● **About this exercise**
Write the records out again exactly as they read, dropping any picture they hold.

■ ■ ■ ■ ■ ■ ■

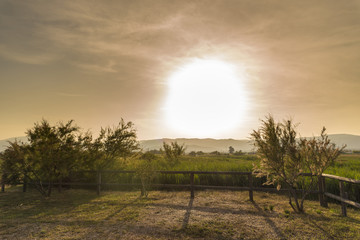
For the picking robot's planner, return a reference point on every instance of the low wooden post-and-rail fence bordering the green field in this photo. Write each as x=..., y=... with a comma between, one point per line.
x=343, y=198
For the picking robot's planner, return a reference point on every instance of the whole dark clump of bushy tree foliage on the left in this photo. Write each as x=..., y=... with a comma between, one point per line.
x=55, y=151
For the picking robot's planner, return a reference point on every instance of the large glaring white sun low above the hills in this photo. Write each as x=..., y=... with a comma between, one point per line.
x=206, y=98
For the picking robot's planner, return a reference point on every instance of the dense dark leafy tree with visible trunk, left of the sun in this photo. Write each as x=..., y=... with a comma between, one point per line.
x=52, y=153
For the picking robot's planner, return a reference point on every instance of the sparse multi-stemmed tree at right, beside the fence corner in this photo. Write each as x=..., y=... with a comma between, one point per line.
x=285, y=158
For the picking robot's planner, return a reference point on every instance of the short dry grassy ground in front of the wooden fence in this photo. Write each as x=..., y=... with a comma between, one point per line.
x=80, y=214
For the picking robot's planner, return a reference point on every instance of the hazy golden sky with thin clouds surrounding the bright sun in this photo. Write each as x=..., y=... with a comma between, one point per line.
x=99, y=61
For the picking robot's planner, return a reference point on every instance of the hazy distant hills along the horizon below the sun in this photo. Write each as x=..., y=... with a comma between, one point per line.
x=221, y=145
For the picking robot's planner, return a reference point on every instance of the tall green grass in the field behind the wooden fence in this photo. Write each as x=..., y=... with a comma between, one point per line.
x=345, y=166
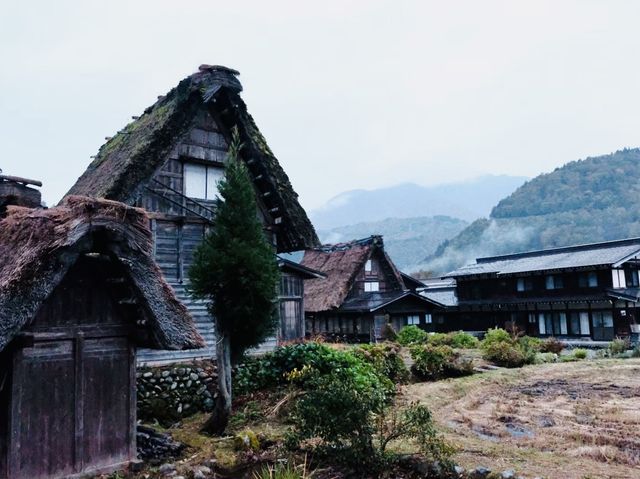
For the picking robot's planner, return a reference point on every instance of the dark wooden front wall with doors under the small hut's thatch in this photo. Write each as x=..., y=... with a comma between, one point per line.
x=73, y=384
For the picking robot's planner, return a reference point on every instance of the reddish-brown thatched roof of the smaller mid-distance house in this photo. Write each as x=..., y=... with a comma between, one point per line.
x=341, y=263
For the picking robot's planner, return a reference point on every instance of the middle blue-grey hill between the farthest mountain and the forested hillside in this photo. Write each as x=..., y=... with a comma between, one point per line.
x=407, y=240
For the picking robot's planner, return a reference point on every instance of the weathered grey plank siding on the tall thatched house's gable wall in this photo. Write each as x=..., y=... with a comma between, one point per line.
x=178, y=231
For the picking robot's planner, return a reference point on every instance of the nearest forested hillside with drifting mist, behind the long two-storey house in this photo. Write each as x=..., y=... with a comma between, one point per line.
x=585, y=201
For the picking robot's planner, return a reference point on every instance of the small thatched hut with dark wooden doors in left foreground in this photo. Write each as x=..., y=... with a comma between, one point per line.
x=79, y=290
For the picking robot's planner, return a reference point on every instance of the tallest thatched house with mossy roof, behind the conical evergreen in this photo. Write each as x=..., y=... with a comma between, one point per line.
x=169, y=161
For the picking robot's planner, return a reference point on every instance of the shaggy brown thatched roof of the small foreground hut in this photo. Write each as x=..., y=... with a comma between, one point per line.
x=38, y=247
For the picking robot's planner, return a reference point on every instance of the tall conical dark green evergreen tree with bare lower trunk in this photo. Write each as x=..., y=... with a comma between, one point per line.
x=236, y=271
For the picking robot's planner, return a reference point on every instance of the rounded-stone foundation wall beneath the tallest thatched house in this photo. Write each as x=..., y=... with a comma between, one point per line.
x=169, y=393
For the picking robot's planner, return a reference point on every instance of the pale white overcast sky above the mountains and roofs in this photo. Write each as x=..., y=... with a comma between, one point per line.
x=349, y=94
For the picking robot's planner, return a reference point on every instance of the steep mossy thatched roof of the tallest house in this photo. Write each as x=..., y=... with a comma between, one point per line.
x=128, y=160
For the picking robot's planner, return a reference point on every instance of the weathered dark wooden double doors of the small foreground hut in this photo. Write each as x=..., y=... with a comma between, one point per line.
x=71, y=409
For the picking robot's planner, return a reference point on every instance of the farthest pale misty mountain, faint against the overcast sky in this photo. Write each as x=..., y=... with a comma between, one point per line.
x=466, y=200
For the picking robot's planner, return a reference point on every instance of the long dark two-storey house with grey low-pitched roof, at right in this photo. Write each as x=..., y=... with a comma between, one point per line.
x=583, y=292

■ ■ ■ ■ ■ ■ ■

● **Exercise answer**
For the picking robot's planner, return a reference point on every instance of the low wooden post-and-rail fence bordering the green field in this photo. Write each as x=..., y=... with a comma between, one point per line.
x=343, y=198
For the picking robot's planner, return a reference point on every instance of the whole dark clump of bushy tree foliage on the left in this photo. Write each as x=..., y=... with a comma between, one point per line.
x=55, y=151
For the picking robot's planner, return a reference point on every instance of the large glaring white sun low above the hills in this photo. Write each as x=..., y=... with a comma between, one point per line.
x=206, y=98
For the picking robot's planner, return a reference point on every instance of the dense dark leafy tree with visible trunk, left of the sun in this photo. Write each as x=..., y=... with a comma between, one point per line.
x=52, y=153
For the picking robot's planner, return a reference point on every instance of the sparse multi-stemmed tree at right, beside the fence corner in this photo. Write each as x=..., y=... with a comma between, one point per line.
x=285, y=158
For the picking robot's planner, return a reference point on every instance of the short dry grassy ground in front of the wooden fence in this photo. Write each as x=..., y=... with a comma between, one point per line.
x=80, y=214
For the picking robot's planner, return a reference point on every instance of the hazy golden sky with thin clouds surrounding the bright sun in this photo. Write each as x=..., y=... with a comma between, one point per line.
x=99, y=61
For the picking robot's planner, return a reference point on every instance of the hazy distant hills along the horizon below the sun in this photo. Write each as x=..., y=... with a comma between, one point per line.
x=221, y=145
For the picking robot's planner, return a reference point on every instance of the tall green grass in the field behind the wooden fence in this photo. Write each as x=..., y=... with a comma between, one point per line.
x=345, y=166
For the picking robot's planner, return a reference point on every instance of the dark wooden front wall with doors under the small hut's thatch in this photo. Write each as x=..., y=... with a comma between, one point per line.
x=73, y=384
For the picking robot's planner, return a reference point on every instance of the reddish-brown thatched roof of the smaller mid-distance house in this photo. Write each as x=..., y=... with a comma between, one point per line.
x=341, y=263
For the picking robot's planner, return a reference point on every instance of the middle blue-grey hill between the farthest mountain and the forested hillside in this photo. Write each as x=..., y=... with a comma between, one point per line.
x=407, y=240
For the picking robot's planner, return a reference point on every instance of the weathered grey plank siding on the tall thatched house's gable wall in this photo. Write each as x=..., y=... with a comma between, one point per line.
x=178, y=231
For the picking robot's planner, return a reference point on every instance of the nearest forested hillside with drifting mist, behind the long two-storey house in this photo. Write each as x=..., y=... with a comma between, one point per line.
x=585, y=201
For the picking robot's planner, return a reference point on every instance of the small thatched hut with dark wooden doors in left foreground in this photo. Write each as x=..., y=... with a comma between, one point per line.
x=79, y=290
For the picking robot's planner, return a reference point on every instance of the tallest thatched house with mossy roof, behind the conical evergreen in this photo. Write each as x=..., y=... with a comma between, one point per line.
x=169, y=161
For the picking robot's planner, return a reference point on every instance of the shaggy brown thatched roof of the small foreground hut in this photo. Write each as x=..., y=... with a comma between, one point per line.
x=38, y=247
For the picking robot's planner, return a reference point on every instance of the tall conical dark green evergreen tree with bare lower trunk in this photo. Write each as x=..., y=... with a comma between, one point per line.
x=236, y=271
For the picking robot's planner, return a reference point on every instance of the rounded-stone foundation wall beneath the tallest thatched house in this photo. Write each as x=..., y=... with a comma between, one point per line.
x=169, y=393
For the picking robot's planner, return a reference point on every instance of the pale white overcast sky above the mountains and roofs in this photo. Write each as x=..., y=... with a comma between, one point per line.
x=349, y=94
For the picking robot's planner, return a reference point on every instance of the steep mossy thatched roof of the tallest house in this photo. Write each as x=..., y=... with a comma between, one point per line.
x=128, y=160
For the picking robot's planner, return a reference point on every instance of the weathered dark wooden double doors of the small foreground hut in this photo. Write each as x=..., y=... with a comma between, one point per line.
x=71, y=409
For the picking robot's planner, return a reference point on every instance of the farthest pale misty mountain, faint against the overcast sky in this photo. Write each as x=..., y=... with a comma between, one point per line.
x=466, y=200
For the picking robot's planner, return a reference point on every instance of the long dark two-storey house with grey low-pitched roof, at right in this photo. Write each as x=..., y=... with a comma between, one point per line.
x=583, y=292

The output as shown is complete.